■ **Assigned task**: From the line containing "Would you mind pointing out the conifer" through the final line of the records, reproduce every line exactly.

Image point grounding data:
*** Begin section ***

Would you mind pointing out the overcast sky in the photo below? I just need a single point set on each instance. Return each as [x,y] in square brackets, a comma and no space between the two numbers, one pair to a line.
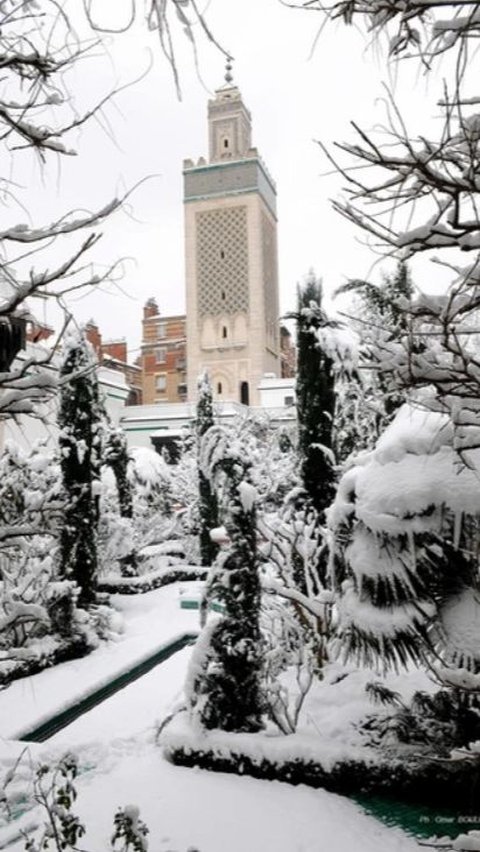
[295,96]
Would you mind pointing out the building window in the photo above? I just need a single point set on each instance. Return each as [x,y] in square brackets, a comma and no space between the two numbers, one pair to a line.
[161,383]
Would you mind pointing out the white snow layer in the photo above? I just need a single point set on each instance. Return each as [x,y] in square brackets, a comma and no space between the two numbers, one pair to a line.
[413,470]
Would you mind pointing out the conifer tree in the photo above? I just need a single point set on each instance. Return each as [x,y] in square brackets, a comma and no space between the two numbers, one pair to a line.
[315,392]
[115,455]
[385,319]
[208,506]
[227,689]
[80,439]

*** End section ***

■ **The completed task**:
Would you mind pointing out the conifer tree in the photo above? I just need a single point set on each instance. Return each as [x,y] in square brackets, a comma and no space between the two numbers, one pair to a line.
[315,392]
[115,455]
[385,319]
[208,506]
[227,689]
[80,439]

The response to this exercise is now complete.